→ **WRITTEN INSTRUCTION 1**
Decide whether each statement below agrees with the trim refinishing thread. Answer yes or no for (a), (b), and (c), and quote the deciding words from the thread.

(a) Leftover latex paint can be dissolved with naphtha.
(b) One reply recommends taking the trim off before refinishing it.
(c) Polyurethane will adhere to a shellac finish.
→ **WRITTEN INSTRUCTION 2**
Which cleaning product does the trim refinishing thread name, and who sells it?
→ **WRITTEN INSTRUCTION 3**
In the trim refinishing thread, list every substance that is said to have gotten on the finish over the years.
# start of DOCUMENT
# How do I refinish old douglas fir trim and baseboard?



## Forester7 (Jan 22, 2014)

Hello;

I just bought a 95 year old house with beautiful Douglas Fir baseboards and trim around all doors and windows. The problem is that it is looking dull after almost 100 years and has some places with paint-over from a bad wall paint job. How would I go about refinishing these? Would I have to take the trim off? A contractor told me just a light sanding to scuff off the surface of the varnish, then re-varnish. Another contractor said he didn't think that would work because what was used as a varnish back then is different than what we use today. Has anyone tackled this sort of thing before and have any good suggestions?

Thanks!

Matt


----------



## larrynj (Jan 27, 2012)

95 year old finish could be shellac. try rubbing with a denatured alcohol soaked rag and see if the finish softens up a bit and comes off on the rag. the paint will come off with a scraper.


----------



## Steve Neul (Sep 2, 2011)

I wouldn't attempt to remove the trim. It is usually applied with so many nails you end up tearing up the trim getting it off. If the amount of paint is minor I would clean it off. Scrape what you can and if it is latex what is left will dissolve with naphtha. I would opt with scruff sanding and apply a coat of varnish. If the old finish is shellac varnish will adhere to it. Just don't use polyurethane if it is shellac as polyurethane won't adhere to shellac. Shellac doesn't work well by hand because the alcohol in it will disolve the old finish. It would be better to spray the shellac if that is what you choose. What ever you topcoat the finish with be sure to thoroughly clean the woodwork prior to sanding. Over the years it has had oils from cooking, hand oils and perhaps furniture polish get on the finish and all this stuff needs to be cleaned off because sanding will just spread it around. I use a product called Krud Kutter sold by Sherwin Williams.
# end of DOCUMENT
# start of RECORD EXCERPTS
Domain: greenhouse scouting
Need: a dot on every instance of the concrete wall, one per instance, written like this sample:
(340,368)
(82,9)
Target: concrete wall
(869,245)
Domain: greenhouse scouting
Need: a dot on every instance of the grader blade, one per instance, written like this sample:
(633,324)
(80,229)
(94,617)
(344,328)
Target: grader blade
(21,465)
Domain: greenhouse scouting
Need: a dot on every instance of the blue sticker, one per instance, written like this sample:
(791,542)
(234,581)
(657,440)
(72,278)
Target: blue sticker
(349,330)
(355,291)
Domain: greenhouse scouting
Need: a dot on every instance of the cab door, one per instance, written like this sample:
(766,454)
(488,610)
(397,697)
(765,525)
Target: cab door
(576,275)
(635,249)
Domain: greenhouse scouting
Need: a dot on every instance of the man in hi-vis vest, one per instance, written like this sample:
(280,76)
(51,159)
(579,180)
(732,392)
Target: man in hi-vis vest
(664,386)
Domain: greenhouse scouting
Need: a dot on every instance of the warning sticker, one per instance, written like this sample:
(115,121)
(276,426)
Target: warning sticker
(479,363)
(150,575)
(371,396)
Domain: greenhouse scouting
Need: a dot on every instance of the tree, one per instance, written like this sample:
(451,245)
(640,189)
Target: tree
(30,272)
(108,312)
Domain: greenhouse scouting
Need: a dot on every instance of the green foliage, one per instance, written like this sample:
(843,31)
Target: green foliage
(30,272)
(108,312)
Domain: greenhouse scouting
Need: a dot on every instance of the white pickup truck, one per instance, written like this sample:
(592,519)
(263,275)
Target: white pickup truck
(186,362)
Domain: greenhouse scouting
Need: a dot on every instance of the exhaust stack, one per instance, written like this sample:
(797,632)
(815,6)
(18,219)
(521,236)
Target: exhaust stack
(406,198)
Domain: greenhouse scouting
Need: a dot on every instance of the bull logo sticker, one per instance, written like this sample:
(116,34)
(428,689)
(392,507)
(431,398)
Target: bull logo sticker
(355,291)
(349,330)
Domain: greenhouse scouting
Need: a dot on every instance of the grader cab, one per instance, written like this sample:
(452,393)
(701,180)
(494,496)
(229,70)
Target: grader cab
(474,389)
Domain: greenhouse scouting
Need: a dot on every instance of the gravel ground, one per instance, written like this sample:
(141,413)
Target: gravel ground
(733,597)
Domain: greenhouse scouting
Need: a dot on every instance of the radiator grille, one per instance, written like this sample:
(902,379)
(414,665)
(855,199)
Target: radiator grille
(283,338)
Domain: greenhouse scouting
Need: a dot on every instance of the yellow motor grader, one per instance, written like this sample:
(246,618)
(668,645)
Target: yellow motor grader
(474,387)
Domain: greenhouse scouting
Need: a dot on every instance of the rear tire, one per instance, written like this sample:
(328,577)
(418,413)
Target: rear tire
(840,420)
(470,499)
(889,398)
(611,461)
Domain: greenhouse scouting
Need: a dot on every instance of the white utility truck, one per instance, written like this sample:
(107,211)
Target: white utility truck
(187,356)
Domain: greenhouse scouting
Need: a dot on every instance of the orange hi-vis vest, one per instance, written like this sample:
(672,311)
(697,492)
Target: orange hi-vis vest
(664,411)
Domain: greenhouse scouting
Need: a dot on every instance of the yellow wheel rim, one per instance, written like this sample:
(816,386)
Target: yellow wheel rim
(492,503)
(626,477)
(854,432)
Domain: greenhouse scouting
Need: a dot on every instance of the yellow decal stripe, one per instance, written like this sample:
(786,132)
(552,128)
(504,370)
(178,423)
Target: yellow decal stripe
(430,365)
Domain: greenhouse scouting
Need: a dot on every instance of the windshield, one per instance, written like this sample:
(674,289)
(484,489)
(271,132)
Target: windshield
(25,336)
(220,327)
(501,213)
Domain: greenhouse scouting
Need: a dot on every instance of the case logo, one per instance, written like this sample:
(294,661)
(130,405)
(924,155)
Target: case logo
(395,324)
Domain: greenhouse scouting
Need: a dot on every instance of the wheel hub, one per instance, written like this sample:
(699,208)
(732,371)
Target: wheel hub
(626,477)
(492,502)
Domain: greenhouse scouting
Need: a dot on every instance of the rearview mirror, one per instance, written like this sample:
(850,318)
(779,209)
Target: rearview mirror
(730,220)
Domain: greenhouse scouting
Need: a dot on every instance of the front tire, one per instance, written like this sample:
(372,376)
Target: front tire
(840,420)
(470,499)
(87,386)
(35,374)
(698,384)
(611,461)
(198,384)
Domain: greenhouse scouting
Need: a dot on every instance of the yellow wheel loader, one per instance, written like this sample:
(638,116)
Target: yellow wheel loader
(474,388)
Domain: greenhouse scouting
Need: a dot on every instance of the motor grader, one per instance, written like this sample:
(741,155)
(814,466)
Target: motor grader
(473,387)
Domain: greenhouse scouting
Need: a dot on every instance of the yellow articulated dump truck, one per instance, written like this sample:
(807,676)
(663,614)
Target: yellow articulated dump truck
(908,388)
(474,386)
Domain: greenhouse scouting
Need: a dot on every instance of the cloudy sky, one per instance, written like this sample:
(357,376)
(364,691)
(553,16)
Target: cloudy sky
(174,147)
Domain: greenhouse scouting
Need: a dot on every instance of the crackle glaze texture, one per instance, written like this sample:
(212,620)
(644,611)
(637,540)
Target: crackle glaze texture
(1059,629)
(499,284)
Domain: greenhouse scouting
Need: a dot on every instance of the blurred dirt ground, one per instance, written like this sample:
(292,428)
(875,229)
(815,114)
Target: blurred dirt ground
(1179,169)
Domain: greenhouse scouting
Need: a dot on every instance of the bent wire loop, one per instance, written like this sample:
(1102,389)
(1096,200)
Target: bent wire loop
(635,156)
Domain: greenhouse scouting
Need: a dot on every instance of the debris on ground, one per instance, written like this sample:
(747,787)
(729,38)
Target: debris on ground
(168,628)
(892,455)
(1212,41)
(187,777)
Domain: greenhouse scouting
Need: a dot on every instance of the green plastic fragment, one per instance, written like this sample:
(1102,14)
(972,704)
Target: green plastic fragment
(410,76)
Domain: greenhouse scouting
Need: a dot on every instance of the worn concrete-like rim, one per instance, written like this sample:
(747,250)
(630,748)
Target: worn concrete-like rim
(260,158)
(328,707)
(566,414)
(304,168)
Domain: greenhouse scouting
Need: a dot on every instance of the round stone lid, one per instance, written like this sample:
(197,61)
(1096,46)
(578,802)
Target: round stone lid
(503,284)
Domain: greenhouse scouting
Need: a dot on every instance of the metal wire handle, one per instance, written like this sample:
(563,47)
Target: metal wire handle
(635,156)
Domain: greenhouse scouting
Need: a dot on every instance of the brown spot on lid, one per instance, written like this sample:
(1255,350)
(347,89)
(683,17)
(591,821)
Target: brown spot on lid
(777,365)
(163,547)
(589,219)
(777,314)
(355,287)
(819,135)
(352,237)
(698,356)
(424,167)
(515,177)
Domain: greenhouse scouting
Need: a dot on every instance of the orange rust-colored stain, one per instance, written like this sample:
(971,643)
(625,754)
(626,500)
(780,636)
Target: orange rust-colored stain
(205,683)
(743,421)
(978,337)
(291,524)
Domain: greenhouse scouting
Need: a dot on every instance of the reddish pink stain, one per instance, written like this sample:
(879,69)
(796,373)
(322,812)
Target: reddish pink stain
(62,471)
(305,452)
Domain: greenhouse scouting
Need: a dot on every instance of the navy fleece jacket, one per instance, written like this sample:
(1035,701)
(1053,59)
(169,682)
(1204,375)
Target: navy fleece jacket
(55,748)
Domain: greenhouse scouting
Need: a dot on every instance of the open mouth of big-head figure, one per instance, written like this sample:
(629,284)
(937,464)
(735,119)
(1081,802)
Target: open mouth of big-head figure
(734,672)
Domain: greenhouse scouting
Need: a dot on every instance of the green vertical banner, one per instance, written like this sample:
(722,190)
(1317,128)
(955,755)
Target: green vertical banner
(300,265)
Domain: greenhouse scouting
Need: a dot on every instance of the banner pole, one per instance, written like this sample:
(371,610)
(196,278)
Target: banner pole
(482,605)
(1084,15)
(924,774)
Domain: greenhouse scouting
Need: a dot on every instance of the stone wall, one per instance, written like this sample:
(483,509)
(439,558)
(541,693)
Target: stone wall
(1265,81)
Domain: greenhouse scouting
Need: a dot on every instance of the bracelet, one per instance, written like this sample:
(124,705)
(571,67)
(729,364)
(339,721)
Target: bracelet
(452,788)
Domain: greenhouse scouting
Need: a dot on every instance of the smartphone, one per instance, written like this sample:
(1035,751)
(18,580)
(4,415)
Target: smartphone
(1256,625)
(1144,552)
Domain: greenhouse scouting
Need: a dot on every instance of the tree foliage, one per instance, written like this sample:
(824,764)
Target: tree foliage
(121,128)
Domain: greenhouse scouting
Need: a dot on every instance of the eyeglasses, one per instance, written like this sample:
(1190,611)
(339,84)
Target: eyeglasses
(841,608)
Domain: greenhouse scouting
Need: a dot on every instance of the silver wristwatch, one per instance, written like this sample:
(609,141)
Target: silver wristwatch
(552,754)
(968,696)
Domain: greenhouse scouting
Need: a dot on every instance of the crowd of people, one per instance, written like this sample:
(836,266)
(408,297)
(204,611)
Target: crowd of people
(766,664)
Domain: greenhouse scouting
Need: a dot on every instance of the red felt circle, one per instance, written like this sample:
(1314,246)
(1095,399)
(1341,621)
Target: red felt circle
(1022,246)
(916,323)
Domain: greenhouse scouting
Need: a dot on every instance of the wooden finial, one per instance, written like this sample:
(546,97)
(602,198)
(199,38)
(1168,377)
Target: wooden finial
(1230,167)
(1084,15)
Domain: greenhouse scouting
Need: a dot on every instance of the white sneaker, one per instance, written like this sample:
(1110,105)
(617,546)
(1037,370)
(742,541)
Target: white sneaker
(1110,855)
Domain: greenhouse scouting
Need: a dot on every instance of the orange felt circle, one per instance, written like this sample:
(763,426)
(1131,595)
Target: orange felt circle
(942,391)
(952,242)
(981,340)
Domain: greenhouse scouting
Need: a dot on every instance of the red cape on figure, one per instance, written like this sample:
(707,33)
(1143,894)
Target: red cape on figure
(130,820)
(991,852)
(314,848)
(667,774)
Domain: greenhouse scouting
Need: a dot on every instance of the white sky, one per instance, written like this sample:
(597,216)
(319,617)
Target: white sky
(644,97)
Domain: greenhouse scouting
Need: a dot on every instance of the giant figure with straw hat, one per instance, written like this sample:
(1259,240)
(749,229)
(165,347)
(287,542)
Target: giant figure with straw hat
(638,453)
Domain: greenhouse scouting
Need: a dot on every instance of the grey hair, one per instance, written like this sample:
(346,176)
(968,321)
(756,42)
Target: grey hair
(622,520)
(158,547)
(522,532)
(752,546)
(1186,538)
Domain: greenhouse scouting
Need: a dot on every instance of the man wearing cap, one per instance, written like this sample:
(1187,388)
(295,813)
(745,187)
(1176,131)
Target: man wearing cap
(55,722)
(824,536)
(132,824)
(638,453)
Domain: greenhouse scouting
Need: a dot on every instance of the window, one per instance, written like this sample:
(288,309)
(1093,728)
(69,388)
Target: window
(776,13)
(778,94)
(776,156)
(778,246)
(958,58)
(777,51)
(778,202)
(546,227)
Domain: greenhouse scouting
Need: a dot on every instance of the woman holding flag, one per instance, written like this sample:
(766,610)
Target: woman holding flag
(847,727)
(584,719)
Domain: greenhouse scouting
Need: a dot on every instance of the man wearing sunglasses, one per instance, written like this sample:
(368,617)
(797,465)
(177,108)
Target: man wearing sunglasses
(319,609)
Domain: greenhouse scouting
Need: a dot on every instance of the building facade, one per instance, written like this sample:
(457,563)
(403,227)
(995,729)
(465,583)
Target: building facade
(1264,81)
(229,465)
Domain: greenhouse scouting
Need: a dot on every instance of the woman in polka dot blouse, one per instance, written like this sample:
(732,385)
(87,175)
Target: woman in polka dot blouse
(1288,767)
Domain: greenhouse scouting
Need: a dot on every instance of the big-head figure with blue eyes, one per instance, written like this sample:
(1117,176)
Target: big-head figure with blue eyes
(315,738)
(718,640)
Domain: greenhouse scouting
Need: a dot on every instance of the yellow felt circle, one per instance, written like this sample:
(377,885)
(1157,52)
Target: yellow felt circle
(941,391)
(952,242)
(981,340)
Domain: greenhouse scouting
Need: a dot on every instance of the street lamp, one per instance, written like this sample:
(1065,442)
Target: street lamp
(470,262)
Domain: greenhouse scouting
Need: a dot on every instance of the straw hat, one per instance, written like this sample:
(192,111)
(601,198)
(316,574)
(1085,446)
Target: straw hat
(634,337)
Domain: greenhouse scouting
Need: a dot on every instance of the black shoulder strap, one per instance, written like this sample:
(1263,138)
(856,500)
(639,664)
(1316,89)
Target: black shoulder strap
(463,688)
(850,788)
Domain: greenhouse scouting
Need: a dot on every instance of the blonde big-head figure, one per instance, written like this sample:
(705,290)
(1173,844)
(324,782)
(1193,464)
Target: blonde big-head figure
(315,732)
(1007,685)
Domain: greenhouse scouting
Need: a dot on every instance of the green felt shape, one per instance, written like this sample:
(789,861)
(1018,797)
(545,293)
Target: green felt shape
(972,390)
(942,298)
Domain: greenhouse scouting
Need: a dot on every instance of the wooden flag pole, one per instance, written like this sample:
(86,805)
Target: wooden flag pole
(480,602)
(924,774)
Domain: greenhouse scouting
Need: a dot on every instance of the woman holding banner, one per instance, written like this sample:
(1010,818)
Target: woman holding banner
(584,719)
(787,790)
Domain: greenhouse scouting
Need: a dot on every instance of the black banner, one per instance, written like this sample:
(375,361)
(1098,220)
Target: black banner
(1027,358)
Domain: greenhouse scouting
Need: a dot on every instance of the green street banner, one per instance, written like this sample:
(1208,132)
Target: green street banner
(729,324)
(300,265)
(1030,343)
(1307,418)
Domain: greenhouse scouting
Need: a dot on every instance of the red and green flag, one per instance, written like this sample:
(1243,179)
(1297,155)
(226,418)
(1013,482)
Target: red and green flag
# end of RECORD EXCERPTS
→ **CORRECT OUTPUT 1**
(a) Yes: "if it is latex what is left will dissolve with naphtha"
(b) No: "I wouldn't attempt to remove the trim."
(c) No: "polyurethane won't adhere to shellac"

→ **CORRECT OUTPUT 2**
Krud Kutter, sold by Sherwin Williams.

→ **CORRECT OUTPUT 3**
- Oils from cooking
- Hand oils
- Furniture polish